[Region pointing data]
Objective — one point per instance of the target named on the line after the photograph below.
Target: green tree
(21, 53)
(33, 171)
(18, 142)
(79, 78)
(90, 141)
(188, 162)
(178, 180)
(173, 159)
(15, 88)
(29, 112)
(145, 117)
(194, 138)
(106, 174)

> Activity
Set down every entry once more, exactly as it was written above.

> Result
Objective — one point per instance of the target named on the line after the photograph below.
Target: green tree
(21, 53)
(33, 171)
(18, 142)
(79, 78)
(90, 141)
(188, 162)
(178, 180)
(173, 159)
(15, 88)
(29, 112)
(145, 117)
(194, 138)
(106, 174)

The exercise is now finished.